#### PROVIDED DATA
— Begin —

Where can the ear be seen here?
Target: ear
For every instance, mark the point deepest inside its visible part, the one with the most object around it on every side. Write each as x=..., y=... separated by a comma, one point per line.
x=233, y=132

— End —
— Begin —

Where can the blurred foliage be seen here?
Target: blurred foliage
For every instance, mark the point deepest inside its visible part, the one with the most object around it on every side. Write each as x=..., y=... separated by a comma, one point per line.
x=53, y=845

— End —

#### THE REQUEST
Scale the rows beginning with the line containing "Where can the ear be seen here?" and running through the line containing "x=233, y=132". Reproduce every line, requests included, but multiply each point coordinate in the answers by 0.4 and round it to a whole number, rounding halves up.

#### ANSWER FOR THIS EXERCISE
Where can the ear be seen here?
Target: ear
For every instance, mark the point deepest inside its visible part, the one with the most object around it on every side. Write each as x=..., y=... separated by a comma, one point per line.
x=93, y=53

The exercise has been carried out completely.